(Records of labeled points)
###

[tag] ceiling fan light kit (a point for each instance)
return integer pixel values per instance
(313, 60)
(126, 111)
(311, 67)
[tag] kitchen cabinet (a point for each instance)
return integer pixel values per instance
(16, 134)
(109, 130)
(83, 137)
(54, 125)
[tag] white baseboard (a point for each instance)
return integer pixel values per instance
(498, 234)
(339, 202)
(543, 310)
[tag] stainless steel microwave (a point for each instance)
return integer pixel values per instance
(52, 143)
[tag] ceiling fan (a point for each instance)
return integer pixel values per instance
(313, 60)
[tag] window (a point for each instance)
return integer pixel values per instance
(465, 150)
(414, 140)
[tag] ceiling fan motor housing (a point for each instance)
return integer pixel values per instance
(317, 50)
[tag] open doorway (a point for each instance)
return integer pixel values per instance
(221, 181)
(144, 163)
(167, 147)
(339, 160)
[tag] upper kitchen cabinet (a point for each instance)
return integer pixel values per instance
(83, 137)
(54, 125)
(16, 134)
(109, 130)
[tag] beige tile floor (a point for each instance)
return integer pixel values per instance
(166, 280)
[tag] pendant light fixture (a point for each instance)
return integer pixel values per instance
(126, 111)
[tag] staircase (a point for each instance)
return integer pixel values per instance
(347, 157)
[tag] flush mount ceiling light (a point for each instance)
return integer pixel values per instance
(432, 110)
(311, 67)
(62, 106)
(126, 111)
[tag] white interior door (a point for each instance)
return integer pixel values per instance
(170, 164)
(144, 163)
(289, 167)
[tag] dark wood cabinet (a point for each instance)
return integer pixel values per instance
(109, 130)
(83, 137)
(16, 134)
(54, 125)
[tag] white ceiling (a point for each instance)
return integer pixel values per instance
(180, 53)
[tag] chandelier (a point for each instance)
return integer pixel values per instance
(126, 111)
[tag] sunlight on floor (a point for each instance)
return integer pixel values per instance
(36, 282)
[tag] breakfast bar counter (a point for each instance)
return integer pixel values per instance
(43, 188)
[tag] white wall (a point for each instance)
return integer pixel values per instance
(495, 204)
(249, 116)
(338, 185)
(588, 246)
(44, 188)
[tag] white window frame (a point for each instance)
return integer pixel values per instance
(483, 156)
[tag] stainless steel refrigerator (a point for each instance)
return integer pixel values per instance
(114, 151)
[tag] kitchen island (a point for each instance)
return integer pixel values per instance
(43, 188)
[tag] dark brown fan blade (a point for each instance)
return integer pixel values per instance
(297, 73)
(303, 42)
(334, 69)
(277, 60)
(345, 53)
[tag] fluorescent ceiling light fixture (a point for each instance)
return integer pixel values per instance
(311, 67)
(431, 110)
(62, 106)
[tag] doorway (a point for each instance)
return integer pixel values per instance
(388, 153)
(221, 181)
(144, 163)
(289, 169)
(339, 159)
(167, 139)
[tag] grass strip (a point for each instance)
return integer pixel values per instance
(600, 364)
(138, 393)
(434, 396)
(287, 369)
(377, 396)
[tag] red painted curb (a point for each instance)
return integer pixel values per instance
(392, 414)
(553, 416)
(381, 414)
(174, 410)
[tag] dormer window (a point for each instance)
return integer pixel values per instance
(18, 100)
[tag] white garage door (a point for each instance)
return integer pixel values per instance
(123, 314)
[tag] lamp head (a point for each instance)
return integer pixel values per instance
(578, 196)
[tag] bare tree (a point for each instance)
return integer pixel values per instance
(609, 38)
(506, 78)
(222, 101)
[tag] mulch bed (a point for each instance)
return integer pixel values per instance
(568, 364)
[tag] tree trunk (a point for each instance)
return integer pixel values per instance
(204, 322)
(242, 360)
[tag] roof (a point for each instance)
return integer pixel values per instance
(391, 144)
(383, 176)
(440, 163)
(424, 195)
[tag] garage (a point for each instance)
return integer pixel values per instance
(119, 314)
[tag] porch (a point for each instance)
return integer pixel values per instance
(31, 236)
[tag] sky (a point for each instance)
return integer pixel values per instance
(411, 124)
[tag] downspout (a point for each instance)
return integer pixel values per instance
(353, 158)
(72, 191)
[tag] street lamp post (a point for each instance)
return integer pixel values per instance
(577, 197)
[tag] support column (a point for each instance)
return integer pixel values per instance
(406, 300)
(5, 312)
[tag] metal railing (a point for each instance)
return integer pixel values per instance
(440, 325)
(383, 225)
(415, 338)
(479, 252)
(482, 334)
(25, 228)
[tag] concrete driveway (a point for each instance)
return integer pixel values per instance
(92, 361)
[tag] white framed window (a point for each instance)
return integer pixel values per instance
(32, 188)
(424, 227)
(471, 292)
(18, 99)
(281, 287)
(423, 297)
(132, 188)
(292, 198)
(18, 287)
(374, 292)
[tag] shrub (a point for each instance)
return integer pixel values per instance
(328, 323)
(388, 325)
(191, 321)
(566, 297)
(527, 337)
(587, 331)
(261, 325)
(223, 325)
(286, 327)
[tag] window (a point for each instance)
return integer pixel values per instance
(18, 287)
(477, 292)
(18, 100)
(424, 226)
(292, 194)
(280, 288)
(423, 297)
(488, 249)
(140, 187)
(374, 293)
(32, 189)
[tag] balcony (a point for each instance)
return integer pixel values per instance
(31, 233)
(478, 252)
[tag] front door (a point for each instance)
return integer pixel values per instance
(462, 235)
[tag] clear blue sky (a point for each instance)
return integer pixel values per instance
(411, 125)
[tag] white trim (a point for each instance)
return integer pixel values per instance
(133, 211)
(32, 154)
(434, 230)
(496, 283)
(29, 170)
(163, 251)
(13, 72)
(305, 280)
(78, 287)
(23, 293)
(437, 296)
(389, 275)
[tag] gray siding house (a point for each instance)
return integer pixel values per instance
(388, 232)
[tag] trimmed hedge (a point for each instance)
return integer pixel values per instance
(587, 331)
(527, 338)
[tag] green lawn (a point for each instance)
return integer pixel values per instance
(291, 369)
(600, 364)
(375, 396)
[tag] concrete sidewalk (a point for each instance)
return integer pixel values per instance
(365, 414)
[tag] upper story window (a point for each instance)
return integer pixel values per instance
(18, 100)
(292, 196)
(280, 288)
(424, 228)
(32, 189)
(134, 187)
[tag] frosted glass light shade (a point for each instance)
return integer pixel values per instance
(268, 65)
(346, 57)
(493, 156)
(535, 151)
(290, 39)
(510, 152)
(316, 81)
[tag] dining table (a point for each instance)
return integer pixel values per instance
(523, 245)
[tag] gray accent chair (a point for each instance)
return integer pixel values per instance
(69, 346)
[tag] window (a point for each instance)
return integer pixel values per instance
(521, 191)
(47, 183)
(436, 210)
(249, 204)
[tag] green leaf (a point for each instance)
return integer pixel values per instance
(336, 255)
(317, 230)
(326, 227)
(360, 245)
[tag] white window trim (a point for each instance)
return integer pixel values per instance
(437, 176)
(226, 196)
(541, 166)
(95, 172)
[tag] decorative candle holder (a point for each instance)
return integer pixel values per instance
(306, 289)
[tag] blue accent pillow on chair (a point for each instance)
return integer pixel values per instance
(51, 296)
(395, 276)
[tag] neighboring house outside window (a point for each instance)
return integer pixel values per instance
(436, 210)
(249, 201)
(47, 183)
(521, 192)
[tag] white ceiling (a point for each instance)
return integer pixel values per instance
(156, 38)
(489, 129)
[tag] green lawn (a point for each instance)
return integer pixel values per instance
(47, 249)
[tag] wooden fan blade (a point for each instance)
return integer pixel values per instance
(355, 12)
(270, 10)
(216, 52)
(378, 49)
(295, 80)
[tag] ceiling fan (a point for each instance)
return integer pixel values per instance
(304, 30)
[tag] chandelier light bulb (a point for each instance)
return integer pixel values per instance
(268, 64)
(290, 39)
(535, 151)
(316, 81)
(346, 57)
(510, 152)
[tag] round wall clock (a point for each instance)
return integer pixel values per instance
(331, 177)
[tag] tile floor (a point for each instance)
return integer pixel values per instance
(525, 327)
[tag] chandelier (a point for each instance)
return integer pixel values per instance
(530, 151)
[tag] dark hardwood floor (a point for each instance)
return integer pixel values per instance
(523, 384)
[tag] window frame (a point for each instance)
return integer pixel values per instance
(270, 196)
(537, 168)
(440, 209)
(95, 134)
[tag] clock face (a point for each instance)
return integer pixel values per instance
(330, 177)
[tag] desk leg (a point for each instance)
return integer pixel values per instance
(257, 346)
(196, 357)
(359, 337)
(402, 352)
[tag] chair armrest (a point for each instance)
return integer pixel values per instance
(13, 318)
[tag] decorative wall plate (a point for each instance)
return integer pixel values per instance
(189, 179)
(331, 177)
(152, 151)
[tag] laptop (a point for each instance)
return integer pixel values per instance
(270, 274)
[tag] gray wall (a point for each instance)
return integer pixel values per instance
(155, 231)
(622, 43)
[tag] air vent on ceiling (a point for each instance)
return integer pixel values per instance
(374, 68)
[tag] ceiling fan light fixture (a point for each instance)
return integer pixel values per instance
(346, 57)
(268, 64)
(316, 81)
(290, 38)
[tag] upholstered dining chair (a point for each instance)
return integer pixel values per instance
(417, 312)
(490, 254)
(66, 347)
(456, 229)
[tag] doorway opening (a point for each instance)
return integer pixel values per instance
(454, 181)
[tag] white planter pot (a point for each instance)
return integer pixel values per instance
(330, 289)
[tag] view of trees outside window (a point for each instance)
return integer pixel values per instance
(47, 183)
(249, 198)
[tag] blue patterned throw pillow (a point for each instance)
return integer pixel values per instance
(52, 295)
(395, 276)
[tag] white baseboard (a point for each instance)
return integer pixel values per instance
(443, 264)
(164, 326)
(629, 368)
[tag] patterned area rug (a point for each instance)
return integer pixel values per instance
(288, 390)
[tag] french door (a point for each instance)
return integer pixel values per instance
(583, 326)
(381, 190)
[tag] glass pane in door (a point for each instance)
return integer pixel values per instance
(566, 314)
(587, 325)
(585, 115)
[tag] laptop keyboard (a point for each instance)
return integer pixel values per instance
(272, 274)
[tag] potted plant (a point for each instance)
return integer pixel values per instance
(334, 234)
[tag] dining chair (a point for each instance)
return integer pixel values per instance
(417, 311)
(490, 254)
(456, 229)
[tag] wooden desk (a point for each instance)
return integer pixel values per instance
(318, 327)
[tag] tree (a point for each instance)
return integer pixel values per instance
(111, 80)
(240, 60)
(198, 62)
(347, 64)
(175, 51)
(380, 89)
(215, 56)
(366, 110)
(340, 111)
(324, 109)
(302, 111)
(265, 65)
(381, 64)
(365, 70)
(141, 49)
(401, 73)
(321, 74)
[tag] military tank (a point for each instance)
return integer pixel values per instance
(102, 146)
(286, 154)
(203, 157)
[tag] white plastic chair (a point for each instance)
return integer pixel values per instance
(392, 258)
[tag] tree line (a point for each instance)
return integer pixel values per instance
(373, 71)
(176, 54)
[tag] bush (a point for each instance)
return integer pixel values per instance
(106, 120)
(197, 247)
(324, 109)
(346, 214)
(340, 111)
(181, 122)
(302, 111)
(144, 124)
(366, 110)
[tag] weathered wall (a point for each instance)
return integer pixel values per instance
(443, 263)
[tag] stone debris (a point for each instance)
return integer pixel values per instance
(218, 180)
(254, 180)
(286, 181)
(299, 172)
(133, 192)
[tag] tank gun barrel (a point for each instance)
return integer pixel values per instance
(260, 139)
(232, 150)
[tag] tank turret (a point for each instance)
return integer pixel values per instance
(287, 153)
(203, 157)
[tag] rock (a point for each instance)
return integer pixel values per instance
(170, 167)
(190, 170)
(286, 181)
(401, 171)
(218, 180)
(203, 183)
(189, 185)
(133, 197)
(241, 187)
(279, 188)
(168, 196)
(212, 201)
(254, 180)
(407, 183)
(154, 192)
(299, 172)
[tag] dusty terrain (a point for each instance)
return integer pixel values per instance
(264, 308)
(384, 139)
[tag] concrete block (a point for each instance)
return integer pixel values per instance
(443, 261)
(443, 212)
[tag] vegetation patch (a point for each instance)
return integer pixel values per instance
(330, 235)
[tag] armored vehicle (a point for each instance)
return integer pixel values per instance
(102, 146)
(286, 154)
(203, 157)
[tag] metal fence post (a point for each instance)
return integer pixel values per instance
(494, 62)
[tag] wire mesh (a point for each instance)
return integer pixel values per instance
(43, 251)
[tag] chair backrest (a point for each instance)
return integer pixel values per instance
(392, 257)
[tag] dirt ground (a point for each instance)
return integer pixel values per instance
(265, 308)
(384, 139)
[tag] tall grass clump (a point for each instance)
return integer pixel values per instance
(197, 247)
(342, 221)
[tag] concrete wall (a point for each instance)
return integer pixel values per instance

###

Locate the line that contains "[tag] dusty terrain", then please quote it and every line after it to the end of the entries above, exactly and with nothing else.

[tag] dusty terrain (a point for each instance)
return integer pixel values per instance
(264, 308)
(384, 139)
[tag] concrete block (a point for each instance)
return integer pixel values per instance
(443, 261)
(443, 212)
[tag] vegetation patch (a point for each instance)
return integer pixel values per instance
(330, 235)
[tag] armored vehicle (a point for each instance)
return integer pixel values per instance
(102, 146)
(286, 154)
(203, 157)
[tag] metal fence post (a point for each instance)
return integer pixel values per instance
(494, 62)
[tag] wire mesh (a point for each instance)
return integer pixel values per instance
(43, 251)
[tag] chair backrest (a point for each instance)
return integer pixel values per instance
(392, 257)
[tag] dirt ground (a point for each instance)
return integer pixel values per instance
(265, 308)
(384, 139)
[tag] tall grass clump (a point for each instance)
return integer pixel values per instance
(197, 247)
(342, 221)
[tag] concrete wall (a point for each instance)
return integer pixel values per instance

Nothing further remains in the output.